(Text under study begins)
Peptides have traditionally been perceived as poor drug candidates due to unfavorable
characteristics mainly regarding their pharmacokinetic behavior, including plasma stability,
membrane permeability and circulation half-life. Nonetheless, in recent years, general strategies
to tackle those shortcomings have been established, and peptides are subsequently gaining
increasing interest as drugs due to their unique ability to combine the advantages of antibodies
and small molecules. Macrocyclic peptides are a special focus of drug development efforts due
to their ability to address so called ‘undruggable’ targets characterized by large and flat protein
surfaces lacking binding pockets. Especially in the field of complement therapeutics this has
resulted in two remarkable approvals of cyclic peptides, Pegcetacoplan and Zilucoplan. Both
are the first cyclic peptides reaching the market which have been de-novo evolved by display
methods.

Our group focuses on the development of cyclic peptides by using chemically modified phage
display and computational design, with special emphasis on complement modulation. In a
recent project we focused on the complement receptors CR3 and CR4. These members of the
β2-integrin family are involved in complement-dependent phagocytosis and leukocyte
adhesion, migration, and activation, thereby playing important roles in immune surveillance and
inflammation. The direct involvement of β2-integrin receptors in autoimmune, inflammatory,
and age-related diseases render them interesting drug targets, however their complex interplay
to a multitude of endogenous protein ligands is not well understood. By developing CR3-
targeting cyclic peptides, we aim to gain more insights in its ligand binding sites, and to
ultimately modulate leukocyte function. Phage display screening against CR3 αMI identified a
set of cyclic peptides with direct binding to the αMI domain and able to compete with
endogenous ligands. We conducted structure-activity relationship and plasma stability studies
and investigated modulating activities in functional adhesion assays.
(Text under study ends)
(Source material begins)
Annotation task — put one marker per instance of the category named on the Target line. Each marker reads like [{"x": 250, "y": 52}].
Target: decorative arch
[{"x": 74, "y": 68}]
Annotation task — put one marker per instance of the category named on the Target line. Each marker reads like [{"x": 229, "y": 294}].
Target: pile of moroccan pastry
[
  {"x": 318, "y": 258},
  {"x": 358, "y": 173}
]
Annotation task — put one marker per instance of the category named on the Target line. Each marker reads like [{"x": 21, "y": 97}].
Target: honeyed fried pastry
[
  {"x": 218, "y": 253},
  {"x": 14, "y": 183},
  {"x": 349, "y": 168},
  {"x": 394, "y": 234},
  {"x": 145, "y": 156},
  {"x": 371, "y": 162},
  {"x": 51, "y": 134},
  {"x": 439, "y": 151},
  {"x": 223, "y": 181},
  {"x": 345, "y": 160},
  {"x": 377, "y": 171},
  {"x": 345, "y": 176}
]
(Source material ends)
## Problems to work on
• 1. In the text on cyclic peptides, which two cyclic peptides were approved in the field of complement therapeutics?
• 2. List every pharmacokinetic characteristic that the text on cyclic peptides names as a reason peptides were seen as poor drug candidates.

## Expected results
• 1. Pegcetacoplan and Zilucoplan.

• 2. Plasma stability, membrane permeability, circulation half-life